- _PASSAGE SHOWN_
*-*-*

EXCERPT: With a tumbler in one hand and the Nikon in the other, I settle down in the corner of my study, cupped between the south and west windows, and survey the neighbourhood – inventory check, Ed likes to say. There’s Rita Miller, returning from yoga, bright with sweat, a cell phone stuck to one ear. I adjust the lens and zoom in: she’s smiling. I wonder if it’s her contractor on the other end. Or her husband. Or neither.
Next door, outside 214, Mrs Wasserman and her Henry pick their way down the front steps. Off to spread sweetness and light.
I swing my camera west: two pedestrians loiter outside the double-wide, one of them pointing at the shutters. ‘Good bones,’ I imagine him saying.
God. I’m inventing conversations now.
Cautiously, as though I don’t want to be caught – and indeed I don’t – I slide my sights across the park, over to the Russells’. The kitchen is dim and vacant, its blinds partly down, like half-shut eyes; but one floor up, in the parlour, captured neatly within the window, I spot Jane and Ethan on a candy-striped loveseat. She wears a butter yellow sweater that exposes a terse slit of cleavage; her locket dangles there, a mountaineer above a gorge.
I twist the lens; the image sharpens. She’s speaking quickly, teeth bared in a grin, her hands in a flurry. His eyes are on his lap,but that shy smile skews his lips.

*-*-*

- _EXERCISE MATERIAL_
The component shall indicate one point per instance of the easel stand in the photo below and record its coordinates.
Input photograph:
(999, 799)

*-*-*

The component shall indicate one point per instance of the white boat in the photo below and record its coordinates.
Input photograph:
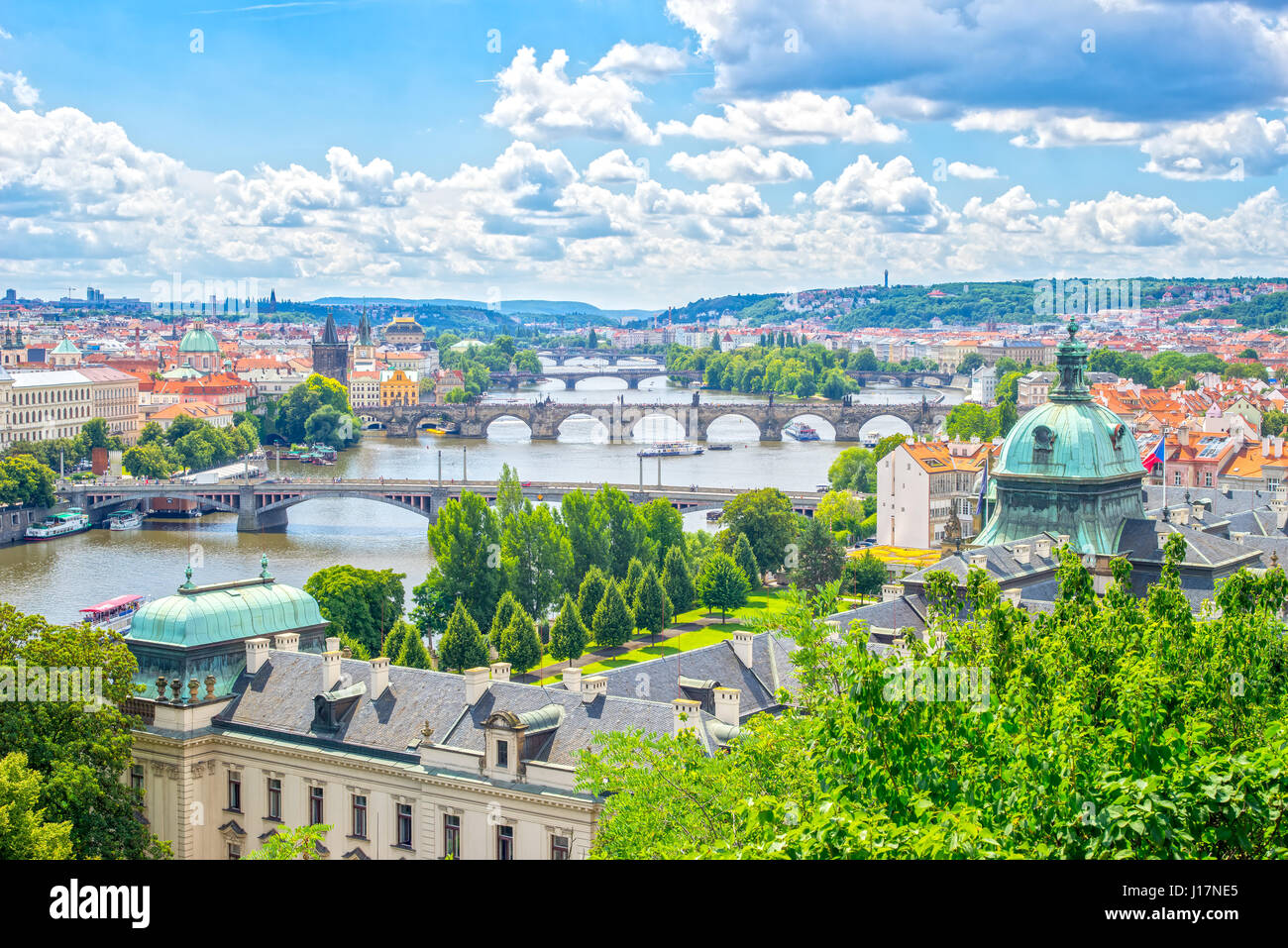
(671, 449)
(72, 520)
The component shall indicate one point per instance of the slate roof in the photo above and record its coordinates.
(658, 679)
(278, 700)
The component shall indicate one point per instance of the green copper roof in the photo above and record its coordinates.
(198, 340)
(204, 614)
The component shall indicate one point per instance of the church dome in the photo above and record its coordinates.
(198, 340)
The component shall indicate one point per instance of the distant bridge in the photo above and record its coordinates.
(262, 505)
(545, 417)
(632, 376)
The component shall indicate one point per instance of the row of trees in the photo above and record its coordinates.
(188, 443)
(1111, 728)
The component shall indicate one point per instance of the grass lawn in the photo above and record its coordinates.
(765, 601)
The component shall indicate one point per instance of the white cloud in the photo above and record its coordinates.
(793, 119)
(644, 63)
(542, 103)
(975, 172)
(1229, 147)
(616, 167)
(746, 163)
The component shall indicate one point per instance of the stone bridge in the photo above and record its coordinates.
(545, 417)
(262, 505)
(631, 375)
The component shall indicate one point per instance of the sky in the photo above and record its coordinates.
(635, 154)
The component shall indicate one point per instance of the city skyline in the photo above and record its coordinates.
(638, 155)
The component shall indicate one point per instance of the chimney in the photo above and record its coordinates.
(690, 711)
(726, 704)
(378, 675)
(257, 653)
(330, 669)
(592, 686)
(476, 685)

*-*-*

- _OBJECTIVE 1_
Copy the excerpt word for word, between "Next door, outside" and "above a gorge.", inclusive.
- _OBJECTIVE 2_
How many lines of the records contain the string "white"? Case counts, and reply with the number alone.

- _WORKED SOLUTION 1_
Next door, outside 214, Mrs Wasserman and her Henry pick their way down the front steps. Off to spread sweetness and light.
I swing my camera west: two pedestrians loiter outside the double-wide, one of them pointing at the shutters. ‘Good bones,’ I imagine him saying.
God. I’m inventing conversations now.
Cautiously, as though I don’t want to be caught – and indeed I don’t – I slide my sights across the park, over to the Russells’. The kitchen is dim and vacant, its blinds partly down, like half-shut eyes; but one floor up, in the parlour, captured neatly within the window, I spot Jane and Ethan on a candy-striped loveseat. She wears a butter yellow sweater that exposes a terse slit of cleavage; her locket dangles there, a mountaineer above a gorge.

- _WORKED SOLUTION 2_
2